-- Start MATERIAL TO PROCESS --

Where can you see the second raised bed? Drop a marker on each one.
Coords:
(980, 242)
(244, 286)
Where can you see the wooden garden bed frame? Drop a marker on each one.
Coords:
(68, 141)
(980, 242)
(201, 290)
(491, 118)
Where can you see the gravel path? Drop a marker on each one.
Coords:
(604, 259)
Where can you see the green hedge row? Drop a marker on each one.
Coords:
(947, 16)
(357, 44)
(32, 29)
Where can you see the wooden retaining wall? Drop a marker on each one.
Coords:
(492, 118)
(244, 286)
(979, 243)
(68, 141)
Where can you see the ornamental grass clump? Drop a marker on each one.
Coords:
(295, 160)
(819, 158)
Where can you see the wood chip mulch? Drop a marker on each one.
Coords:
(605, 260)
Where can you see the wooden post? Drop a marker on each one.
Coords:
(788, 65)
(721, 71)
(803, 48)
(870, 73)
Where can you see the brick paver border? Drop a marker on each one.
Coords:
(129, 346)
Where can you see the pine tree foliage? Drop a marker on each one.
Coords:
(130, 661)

-- End MATERIAL TO PROCESS --

SHORT TASK
Reproduce all of the entries above line for line, leaving every word and number unchanged.

FINISHED ANSWER
Where can you see the second raised bed? Drop a marker on each one.
Coords:
(980, 242)
(244, 286)
Where can you see the wooden garden bed frame? Drop a marker on each one.
Coords:
(68, 141)
(980, 242)
(201, 290)
(491, 118)
Where can you see the gravel path? Drop a marker on each one.
Coords:
(604, 259)
Where can you see the green hedge row? Drop a marker on each one.
Coords:
(947, 16)
(357, 44)
(32, 29)
Where can you see the wooden retaining wall? Drop a marker on each one.
Coords:
(492, 118)
(244, 286)
(979, 243)
(68, 141)
Where can you see the ornamental grass clump? Drop a marker on each one.
Coords:
(295, 160)
(819, 158)
Where can you see the wood chip mulch? Drop a marker on each one.
Coords:
(605, 260)
Where can you see the wooden post? Drop a marker on each one.
Coords:
(788, 65)
(721, 71)
(803, 48)
(870, 73)
Where can you see the brick paver border? Drop a marker on each one.
Coords:
(129, 346)
Where can you see the pine tree foliage? Drop a marker on each one.
Coords:
(130, 661)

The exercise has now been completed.